* _短い課題 A_
銀行への苦情電話の文章で、語り手は左膝の骨折でおよそどれくらい入院したか。
* _短い課題 B_
銀行への苦情電話の文章を、最後の文のあとから続けて書いてください。

* _文書_
==*==
その日、俺は疲れていた。疲れると、どうしても、怒りっぽくなるものだ。
午後一時、ヘルパーさんが来た。
ヘルパーさんに、メモと現金を渡し、買い物に行ってもらった。
私は左膝を骨折して、およそ九か月入院した、入院、検査、手術、リハビリ。
だがまだ左の膝に障害が残りひとりで買い物ができないのだ。
そんな自分が腹立たしい。
しかし、近ごろの物価高、ことに食料品の値上げは常軌を逸している。
俺は金が無い。
だが明日になれは、障害者年金が俺がメインバンクにしている、某銀行に振り込まれる。
しかしこの某銀行のやることは近ごろ常軌を逸している。
いたるところにあった自社のATMを全部撤去した。
今ではこの銀行の本店、支店にあるATMしか使えなくした。しかも、支店の数も減らしているのだ。
コンビニのATMは使える、だが俺はコンビニにすら一人では行けない。
どうすればいいのだ。

ヘルパーさんに部屋の掃除をして貰らった。
俺はスマートホンで某銀行のクレーム受付の電話番号を調べて、電話を架けた。

「はい。某銀行の〇〇です。」若い男の声だった。
「某銀行さん。お金がおろせないんです。うちにデリバリーに来てくれませんか」(ええ、じっさいに、そんなことをしている銀行もあるようなのだ。だから聞いたのだ)
「・・・・・・」
(困惑しているようだ)
「おたくのやり方はおかしいです。同業界でも異端視されているようですが」
「・・・・・・そうですか・・・」
「ATMはみんな撤去。支店の数も減らしている。困っているのは私だけではないでしょう」
「はい・・・」
「一体こんな事誰がきめましたか」
「それは、社長がまぁ」
「社長?ふん、社長の歳はいくつだ」
「六十四か五かといったところ・・・」
「ふむ。社長はきっと足や腰が達者なんだな。それで、ワンマン経営か」
「いえ、そんなわけでは」
「あんたねえ。君は若いからわからんかな。年を取ると体が動がしにくくなる。立って歩くのもつらくなってくる。私だって障害者だ、満足に外を歩けなくなってしまった」
「はい」
「まだ若いうちで、それで健常者ならまあ何とかなる。しんどいなー。と思っても、少し遠いコンビニまで歩いていける。それに車。ここは車社会だ。みんなどこに行くにも車だ。車なら遠い銀行まで簡単に行ける。
だが、私はもう若くない。私は車の運転もできない。車も持っていない。
==*==
* _記録一覧_
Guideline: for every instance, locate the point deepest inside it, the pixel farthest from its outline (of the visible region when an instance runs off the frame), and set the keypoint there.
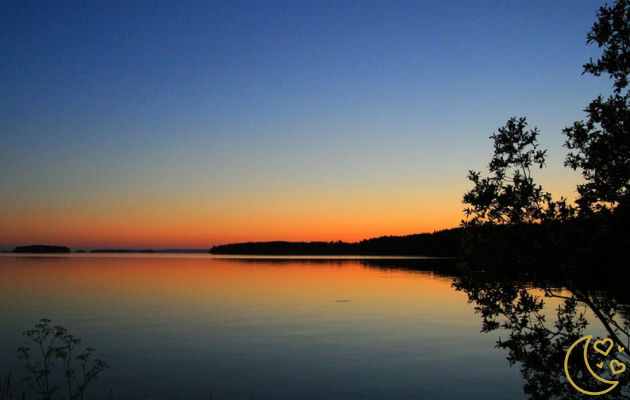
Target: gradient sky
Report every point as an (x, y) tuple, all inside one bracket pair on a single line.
[(164, 124)]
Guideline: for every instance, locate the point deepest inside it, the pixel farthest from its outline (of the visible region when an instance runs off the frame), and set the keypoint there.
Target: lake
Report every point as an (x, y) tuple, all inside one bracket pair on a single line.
[(188, 326)]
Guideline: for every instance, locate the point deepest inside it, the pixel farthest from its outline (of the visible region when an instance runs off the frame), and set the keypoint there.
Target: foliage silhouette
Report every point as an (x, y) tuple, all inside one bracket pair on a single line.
[(509, 303), (601, 144), (509, 195), (56, 344), (517, 239)]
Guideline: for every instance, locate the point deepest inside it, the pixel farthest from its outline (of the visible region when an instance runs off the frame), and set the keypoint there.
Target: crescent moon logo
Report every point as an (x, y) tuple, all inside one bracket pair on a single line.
[(612, 384)]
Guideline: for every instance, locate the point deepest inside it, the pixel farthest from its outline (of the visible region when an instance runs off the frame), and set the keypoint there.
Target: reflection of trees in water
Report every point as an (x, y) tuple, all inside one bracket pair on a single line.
[(538, 339)]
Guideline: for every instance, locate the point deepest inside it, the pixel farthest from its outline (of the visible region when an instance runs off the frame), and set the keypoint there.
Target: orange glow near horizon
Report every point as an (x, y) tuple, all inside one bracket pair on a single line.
[(187, 225)]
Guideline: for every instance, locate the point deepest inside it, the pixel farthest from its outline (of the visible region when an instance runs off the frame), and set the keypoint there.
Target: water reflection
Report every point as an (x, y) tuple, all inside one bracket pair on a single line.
[(543, 319)]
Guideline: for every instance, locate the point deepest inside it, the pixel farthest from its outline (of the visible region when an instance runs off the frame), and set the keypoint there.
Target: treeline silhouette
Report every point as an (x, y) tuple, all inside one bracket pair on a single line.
[(443, 243)]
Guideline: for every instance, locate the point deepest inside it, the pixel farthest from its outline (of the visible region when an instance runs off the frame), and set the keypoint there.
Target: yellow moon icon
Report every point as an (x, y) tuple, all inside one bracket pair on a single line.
[(566, 369)]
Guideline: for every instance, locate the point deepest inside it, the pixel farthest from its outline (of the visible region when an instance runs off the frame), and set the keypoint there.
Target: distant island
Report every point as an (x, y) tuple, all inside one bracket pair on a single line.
[(41, 248), (443, 243)]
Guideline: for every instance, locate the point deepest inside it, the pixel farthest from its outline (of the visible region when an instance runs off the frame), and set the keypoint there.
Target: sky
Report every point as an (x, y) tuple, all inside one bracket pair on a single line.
[(166, 124)]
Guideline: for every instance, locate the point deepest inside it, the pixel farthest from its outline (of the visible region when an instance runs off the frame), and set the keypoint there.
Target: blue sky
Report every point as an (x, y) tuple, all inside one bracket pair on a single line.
[(189, 124)]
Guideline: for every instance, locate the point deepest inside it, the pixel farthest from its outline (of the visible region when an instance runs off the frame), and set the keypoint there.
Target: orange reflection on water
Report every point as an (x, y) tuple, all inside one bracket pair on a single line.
[(202, 284)]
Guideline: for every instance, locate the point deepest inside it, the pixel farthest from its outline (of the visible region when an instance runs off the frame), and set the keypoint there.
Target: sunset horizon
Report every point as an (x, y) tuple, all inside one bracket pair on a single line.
[(160, 126)]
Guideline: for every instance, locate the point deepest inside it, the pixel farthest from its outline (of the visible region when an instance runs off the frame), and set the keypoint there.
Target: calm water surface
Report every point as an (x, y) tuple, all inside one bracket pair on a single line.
[(179, 327)]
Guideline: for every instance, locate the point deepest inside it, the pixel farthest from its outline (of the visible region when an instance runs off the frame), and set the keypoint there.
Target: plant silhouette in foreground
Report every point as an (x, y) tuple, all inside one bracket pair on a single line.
[(55, 344)]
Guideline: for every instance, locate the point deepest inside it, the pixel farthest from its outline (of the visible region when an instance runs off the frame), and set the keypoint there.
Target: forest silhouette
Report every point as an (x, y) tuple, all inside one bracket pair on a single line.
[(517, 238)]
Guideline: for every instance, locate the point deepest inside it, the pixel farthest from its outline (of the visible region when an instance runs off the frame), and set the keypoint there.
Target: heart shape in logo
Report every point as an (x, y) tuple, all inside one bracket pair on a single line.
[(605, 353), (622, 367)]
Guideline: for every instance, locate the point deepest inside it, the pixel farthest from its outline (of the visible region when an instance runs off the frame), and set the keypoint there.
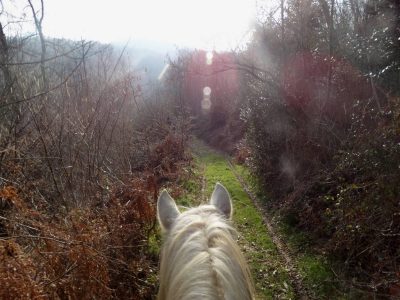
==*==
* _出力 A_
およそ九か月です。

* _出力 B_
移動支援という福祉の制度があるが、これだと車に乗せてくれる、一緒に買い物もできる。だがこれは、予約制だ。移動支援の車がくるのは、いまから六日後だ。それでやっと、お金が下ろせる。だが六日間おれはづっと文無しだ。それでも待てないとなると、タクシーを呼ぶしかない、しかも介護タクシーだ。介護タクシーの料金は高いんだ。介護タクシーで銀行にいく金を下ろす。そして帰りも介護タクシーだ。高い手数料だな」
「そうですね」
「君たちの社長は元気だから、それに金持ちだから、わからなかったのかな。こういう人たちがいるってことを。
身体が弱い人。障害のある人。動くのがつらい人。貧乏な人。わずかな収入で、やっと暮らしている人。社長は金持ちだからそんな人たちがいることを考えなかったのかな」
「いえ、このプロジェクトは私たち一同が考えてやっていますことで・・・」
「多くの人でやっているのか?
なら君たちのなかで、私たちの存在を考えた人はひとりもいなかったのか?」
「いえ・・・そんな・・・誰かが・・・」
(言葉が尻つぼみになっていく)
「君たちは高い給料を貰っているので、わからなかったのか?
俺の収入は、月に八万円だぞそんな貧乏人のことなんて、考えないのか?誰ひとり考えなかったのか?」

それから俺はそいつに、昭和金融恐慌の事を話した。
事実誤認にもとずく噂おいあの銀行は危ないそうだぞ。噂は訂正されなかった。むしろ拡大していく。あの銀行も危ない。この銀行もだ。
預金通帳を持って客たちが東京都内の中小の銀行に殺到した。金を全部下ろ
せ!金を全部返せ!
下ろせと言われれば下ろすしかなかった。
銀行から金が無くなっていく。
日本の経済はますます低迷していく。

取り付け騒ぎ。
銀行が一番恐れることだ。
俺はそいつを怖がらせて。電話を切った。

本当に信じられない。
最初からだれも考えていなかったなんて。


後日談
今日午後に、訪問看護の看護師さんが来た。
俺は昨日のことを言った。書いたと言った。
だがまだ投稿していないと言った。
看護師さんが、スマートホンを操作しながら言った。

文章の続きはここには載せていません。